══ DATA PROVIDED ══

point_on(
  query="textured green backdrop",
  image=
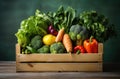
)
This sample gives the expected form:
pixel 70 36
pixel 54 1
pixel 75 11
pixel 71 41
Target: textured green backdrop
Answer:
pixel 12 12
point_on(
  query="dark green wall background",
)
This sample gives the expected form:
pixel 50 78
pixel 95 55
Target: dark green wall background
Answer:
pixel 12 12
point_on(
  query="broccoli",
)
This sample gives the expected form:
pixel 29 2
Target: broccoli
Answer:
pixel 78 34
pixel 36 42
pixel 44 49
pixel 57 47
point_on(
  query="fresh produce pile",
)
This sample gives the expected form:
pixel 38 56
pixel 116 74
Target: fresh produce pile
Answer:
pixel 64 31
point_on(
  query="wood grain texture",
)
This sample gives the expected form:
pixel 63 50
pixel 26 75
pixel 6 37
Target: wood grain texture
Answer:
pixel 8 71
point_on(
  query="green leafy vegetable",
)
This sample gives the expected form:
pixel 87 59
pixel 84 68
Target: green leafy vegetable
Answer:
pixel 63 18
pixel 34 25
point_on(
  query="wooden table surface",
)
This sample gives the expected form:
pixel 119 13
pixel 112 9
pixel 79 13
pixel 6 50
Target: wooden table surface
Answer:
pixel 8 71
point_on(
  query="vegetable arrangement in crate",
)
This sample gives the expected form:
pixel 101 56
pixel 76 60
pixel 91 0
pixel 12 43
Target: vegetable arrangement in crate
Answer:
pixel 63 31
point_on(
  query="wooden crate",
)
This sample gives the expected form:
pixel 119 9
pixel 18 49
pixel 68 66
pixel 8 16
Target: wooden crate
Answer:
pixel 59 62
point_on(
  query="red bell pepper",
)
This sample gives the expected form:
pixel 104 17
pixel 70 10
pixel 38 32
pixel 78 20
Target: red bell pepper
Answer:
pixel 79 48
pixel 91 45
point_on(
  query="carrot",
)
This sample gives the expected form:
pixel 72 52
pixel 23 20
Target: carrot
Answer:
pixel 67 43
pixel 59 35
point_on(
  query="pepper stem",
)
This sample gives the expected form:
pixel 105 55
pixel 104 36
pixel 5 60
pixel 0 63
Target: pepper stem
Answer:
pixel 91 37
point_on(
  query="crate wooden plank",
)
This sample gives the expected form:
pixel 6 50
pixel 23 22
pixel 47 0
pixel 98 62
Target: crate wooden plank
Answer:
pixel 94 57
pixel 33 67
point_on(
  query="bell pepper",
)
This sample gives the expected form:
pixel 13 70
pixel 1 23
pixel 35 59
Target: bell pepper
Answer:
pixel 91 45
pixel 79 49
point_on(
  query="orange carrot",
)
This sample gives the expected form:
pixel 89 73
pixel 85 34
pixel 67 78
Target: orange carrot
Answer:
pixel 67 43
pixel 59 35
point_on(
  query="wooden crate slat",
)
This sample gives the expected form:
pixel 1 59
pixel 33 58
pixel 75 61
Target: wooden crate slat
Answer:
pixel 59 67
pixel 96 57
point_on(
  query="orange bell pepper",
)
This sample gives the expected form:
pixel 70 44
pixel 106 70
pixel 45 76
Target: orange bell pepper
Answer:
pixel 91 45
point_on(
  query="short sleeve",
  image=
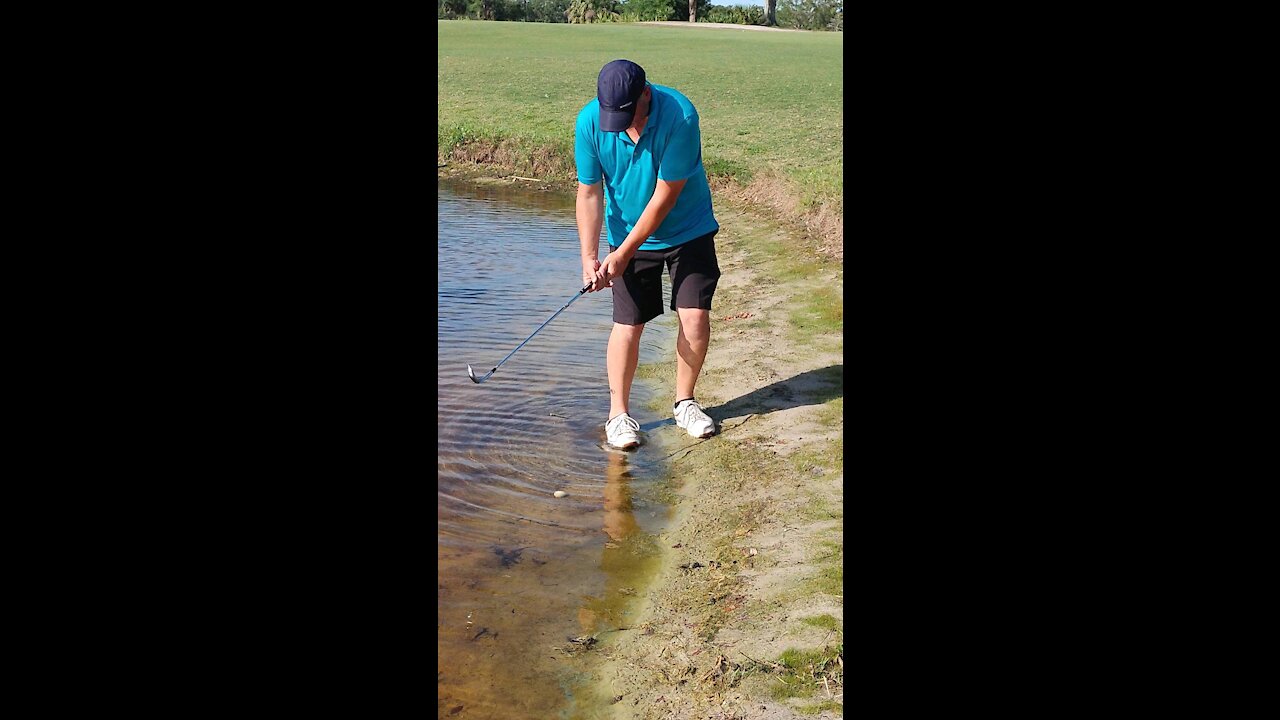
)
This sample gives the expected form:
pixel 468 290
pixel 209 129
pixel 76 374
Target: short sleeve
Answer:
pixel 584 151
pixel 684 151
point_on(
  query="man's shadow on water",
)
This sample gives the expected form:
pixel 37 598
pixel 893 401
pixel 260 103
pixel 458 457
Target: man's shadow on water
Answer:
pixel 812 387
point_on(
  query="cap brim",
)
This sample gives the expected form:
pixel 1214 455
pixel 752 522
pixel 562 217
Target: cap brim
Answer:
pixel 616 121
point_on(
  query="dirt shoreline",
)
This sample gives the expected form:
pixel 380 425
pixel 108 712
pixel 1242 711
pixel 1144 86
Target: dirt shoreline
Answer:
pixel 745 619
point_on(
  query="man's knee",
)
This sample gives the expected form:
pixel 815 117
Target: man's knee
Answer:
pixel 629 332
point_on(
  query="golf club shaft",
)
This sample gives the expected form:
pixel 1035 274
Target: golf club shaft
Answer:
pixel 576 295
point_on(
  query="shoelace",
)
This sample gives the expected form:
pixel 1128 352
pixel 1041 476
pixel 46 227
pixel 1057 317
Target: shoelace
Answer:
pixel 685 410
pixel 625 420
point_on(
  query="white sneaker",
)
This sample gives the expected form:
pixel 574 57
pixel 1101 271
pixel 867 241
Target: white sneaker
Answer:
pixel 689 415
pixel 622 432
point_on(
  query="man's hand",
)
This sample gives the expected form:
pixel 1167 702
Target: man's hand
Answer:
pixel 612 267
pixel 589 267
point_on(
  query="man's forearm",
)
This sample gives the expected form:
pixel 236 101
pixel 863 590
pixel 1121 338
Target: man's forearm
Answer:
pixel 590 219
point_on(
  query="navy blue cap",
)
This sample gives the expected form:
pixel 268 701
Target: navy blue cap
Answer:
pixel 618 90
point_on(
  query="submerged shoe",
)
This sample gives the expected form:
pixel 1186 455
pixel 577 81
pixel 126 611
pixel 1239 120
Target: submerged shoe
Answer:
pixel 689 415
pixel 622 432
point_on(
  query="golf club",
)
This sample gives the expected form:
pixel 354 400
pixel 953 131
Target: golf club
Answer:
pixel 478 381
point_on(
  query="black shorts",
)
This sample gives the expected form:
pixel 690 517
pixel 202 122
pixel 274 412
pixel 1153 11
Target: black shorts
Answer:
pixel 694 273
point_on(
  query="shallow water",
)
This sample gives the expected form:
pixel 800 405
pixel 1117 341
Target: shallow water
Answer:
pixel 520 570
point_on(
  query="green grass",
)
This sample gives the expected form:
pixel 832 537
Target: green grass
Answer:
pixel 767 100
pixel 803 671
pixel 824 621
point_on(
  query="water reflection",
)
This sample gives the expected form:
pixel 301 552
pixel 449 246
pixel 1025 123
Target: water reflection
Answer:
pixel 520 570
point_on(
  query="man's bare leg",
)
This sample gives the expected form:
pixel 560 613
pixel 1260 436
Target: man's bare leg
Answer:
pixel 691 340
pixel 621 359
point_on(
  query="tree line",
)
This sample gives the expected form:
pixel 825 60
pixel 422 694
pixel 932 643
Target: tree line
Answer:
pixel 798 14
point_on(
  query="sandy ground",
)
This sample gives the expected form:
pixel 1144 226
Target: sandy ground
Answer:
pixel 708 632
pixel 728 26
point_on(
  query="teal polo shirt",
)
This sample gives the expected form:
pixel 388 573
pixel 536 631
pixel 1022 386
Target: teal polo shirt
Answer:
pixel 670 147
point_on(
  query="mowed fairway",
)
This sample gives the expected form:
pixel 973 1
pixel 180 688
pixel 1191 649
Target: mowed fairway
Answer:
pixel 767 100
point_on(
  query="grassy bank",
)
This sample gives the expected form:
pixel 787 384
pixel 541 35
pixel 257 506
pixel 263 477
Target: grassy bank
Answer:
pixel 771 104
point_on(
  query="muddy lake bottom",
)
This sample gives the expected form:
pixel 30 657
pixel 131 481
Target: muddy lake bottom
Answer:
pixel 521 572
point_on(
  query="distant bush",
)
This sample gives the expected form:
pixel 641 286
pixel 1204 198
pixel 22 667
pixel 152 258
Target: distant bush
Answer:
pixel 812 14
pixel 649 10
pixel 592 12
pixel 735 14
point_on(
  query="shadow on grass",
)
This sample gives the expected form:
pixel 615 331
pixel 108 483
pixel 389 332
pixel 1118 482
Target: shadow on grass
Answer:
pixel 812 387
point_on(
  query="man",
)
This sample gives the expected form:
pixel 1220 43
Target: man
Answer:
pixel 639 146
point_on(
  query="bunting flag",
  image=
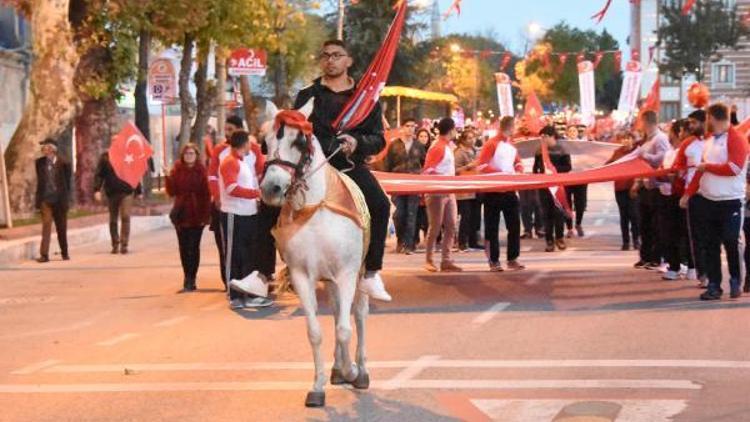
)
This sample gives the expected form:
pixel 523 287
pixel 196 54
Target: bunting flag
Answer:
pixel 558 192
pixel 373 80
pixel 533 114
pixel 687 6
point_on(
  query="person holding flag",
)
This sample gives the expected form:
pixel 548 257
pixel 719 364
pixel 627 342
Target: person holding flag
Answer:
pixel 330 93
pixel 554 221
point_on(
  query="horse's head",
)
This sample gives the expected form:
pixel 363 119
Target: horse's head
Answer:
pixel 289 140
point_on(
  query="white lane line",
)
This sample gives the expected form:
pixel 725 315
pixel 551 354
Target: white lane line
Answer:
pixel 36 367
pixel 487 315
pixel 397 364
pixel 427 384
pixel 411 371
pixel 119 339
pixel 536 278
pixel 171 321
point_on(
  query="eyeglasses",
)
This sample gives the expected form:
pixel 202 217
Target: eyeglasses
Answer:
pixel 324 57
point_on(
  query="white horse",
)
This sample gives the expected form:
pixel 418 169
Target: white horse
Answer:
pixel 329 246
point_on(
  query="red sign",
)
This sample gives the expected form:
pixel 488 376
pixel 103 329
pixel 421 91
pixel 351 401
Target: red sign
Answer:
pixel 162 81
pixel 247 62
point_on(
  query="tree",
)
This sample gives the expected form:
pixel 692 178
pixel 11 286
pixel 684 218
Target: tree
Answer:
pixel 690 41
pixel 53 100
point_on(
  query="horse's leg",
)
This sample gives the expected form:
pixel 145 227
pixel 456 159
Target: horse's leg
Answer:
pixel 361 309
pixel 347 286
pixel 305 288
pixel 336 377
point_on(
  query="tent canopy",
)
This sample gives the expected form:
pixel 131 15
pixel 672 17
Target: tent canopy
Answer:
pixel 402 91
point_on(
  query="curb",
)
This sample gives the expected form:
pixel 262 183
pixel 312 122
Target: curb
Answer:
pixel 28 248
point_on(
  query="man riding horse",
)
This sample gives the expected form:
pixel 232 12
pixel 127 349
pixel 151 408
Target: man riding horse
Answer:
pixel 330 93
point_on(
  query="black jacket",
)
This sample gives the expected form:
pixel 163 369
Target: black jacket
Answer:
pixel 105 177
pixel 559 157
pixel 327 106
pixel 398 160
pixel 62 174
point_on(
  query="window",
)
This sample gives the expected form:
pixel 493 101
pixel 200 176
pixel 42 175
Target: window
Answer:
pixel 722 74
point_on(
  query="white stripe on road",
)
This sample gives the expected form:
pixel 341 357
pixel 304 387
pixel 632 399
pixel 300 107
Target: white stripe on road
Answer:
pixel 433 384
pixel 487 315
pixel 536 278
pixel 411 371
pixel 171 321
pixel 35 367
pixel 396 364
pixel 119 339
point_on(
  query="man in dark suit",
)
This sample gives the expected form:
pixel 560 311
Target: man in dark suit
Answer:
pixel 53 175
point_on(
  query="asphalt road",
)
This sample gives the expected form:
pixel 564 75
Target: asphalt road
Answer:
pixel 578 336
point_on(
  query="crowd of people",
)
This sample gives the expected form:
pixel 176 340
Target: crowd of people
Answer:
pixel 677 218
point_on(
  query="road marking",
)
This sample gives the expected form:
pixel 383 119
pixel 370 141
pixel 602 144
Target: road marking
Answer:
pixel 536 278
pixel 423 384
pixel 490 313
pixel 411 371
pixel 119 339
pixel 397 364
pixel 35 367
pixel 171 321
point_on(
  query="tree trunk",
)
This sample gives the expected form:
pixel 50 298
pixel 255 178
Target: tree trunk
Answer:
pixel 205 96
pixel 94 130
pixel 248 104
pixel 142 117
pixel 187 104
pixel 52 102
pixel 221 84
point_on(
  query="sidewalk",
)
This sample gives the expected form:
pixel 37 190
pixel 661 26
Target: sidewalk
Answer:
pixel 22 243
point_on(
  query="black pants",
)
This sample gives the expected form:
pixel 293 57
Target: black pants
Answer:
pixel 506 203
pixel 719 224
pixel 267 217
pixel 469 215
pixel 405 219
pixel 628 208
pixel 244 250
pixel 380 209
pixel 648 211
pixel 671 230
pixel 189 240
pixel 554 217
pixel 577 198
pixel 531 211
pixel 217 227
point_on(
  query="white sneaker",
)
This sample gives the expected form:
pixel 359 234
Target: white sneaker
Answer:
pixel 252 285
pixel 671 275
pixel 374 287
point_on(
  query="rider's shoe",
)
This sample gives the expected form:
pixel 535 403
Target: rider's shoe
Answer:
pixel 373 286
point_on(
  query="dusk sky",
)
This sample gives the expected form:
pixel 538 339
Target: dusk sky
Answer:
pixel 508 18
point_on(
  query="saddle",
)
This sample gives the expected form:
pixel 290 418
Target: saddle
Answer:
pixel 343 197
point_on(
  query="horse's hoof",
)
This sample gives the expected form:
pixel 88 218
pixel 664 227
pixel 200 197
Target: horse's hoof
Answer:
pixel 315 399
pixel 337 378
pixel 362 382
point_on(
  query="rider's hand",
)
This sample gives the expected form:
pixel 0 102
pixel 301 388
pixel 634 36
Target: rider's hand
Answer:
pixel 348 142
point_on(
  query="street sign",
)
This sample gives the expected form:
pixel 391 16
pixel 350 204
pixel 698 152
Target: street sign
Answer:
pixel 162 81
pixel 247 62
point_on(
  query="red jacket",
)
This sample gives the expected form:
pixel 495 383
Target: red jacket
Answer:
pixel 189 188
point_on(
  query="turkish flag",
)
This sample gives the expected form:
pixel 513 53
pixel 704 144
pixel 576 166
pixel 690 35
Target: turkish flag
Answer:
pixel 533 113
pixel 129 154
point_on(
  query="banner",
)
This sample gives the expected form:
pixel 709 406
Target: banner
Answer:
pixel 586 84
pixel 504 94
pixel 631 87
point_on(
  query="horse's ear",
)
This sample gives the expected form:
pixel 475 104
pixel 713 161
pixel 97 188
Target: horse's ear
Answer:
pixel 271 110
pixel 307 108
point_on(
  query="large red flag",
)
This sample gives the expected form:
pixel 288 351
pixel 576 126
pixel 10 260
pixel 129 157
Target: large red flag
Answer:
pixel 373 81
pixel 533 113
pixel 129 154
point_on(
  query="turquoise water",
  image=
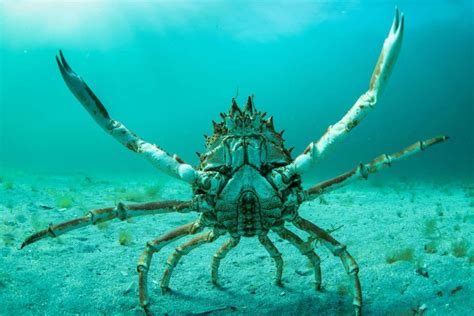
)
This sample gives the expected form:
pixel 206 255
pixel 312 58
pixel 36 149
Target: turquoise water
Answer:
pixel 167 69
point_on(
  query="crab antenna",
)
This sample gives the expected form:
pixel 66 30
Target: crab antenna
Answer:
pixel 234 108
pixel 249 107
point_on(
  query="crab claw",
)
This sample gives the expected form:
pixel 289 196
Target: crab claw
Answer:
pixel 388 56
pixel 82 91
pixel 170 164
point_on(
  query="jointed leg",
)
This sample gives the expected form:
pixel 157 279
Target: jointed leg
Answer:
pixel 181 250
pixel 362 171
pixel 305 249
pixel 121 211
pixel 219 255
pixel 339 250
pixel 275 254
pixel 155 246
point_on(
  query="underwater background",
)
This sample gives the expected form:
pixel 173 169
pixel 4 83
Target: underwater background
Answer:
pixel 166 69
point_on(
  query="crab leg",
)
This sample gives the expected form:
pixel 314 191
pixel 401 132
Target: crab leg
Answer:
pixel 362 171
pixel 275 254
pixel 181 250
pixel 171 165
pixel 339 250
pixel 154 246
pixel 220 254
pixel 382 71
pixel 121 211
pixel 305 249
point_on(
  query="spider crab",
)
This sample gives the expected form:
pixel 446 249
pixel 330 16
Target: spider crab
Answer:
pixel 246 183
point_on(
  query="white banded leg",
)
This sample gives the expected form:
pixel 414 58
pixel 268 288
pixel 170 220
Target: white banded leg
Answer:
pixel 153 247
pixel 306 249
pixel 220 254
pixel 101 215
pixel 339 250
pixel 171 165
pixel 361 108
pixel 362 171
pixel 181 251
pixel 275 255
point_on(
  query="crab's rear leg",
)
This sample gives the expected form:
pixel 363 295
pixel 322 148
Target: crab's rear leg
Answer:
pixel 220 254
pixel 275 255
pixel 362 171
pixel 305 249
pixel 171 165
pixel 182 250
pixel 339 250
pixel 153 247
pixel 121 211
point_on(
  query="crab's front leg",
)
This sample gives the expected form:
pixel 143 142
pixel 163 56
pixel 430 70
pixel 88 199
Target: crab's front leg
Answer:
pixel 382 71
pixel 171 165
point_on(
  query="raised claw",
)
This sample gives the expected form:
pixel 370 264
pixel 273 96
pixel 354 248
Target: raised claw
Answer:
pixel 170 164
pixel 388 55
pixel 82 92
pixel 365 103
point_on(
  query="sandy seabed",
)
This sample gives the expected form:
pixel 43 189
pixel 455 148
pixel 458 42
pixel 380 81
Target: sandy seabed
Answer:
pixel 412 241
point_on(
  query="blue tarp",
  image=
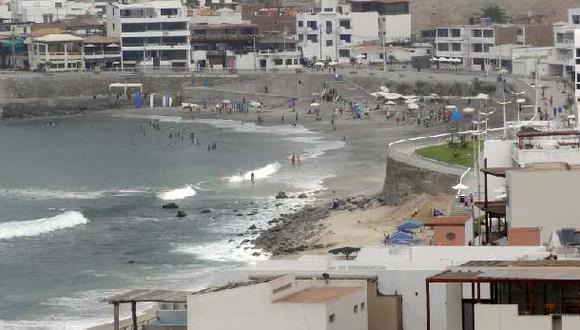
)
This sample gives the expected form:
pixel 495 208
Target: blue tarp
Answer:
pixel 410 224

═══

● EXERCISE PROMPT
In the lines above, locate the string "backdrop". Copy every line where it occurs.

● WORKED SOLUTION
  query="textured green backdrop",
Target: textured green backdrop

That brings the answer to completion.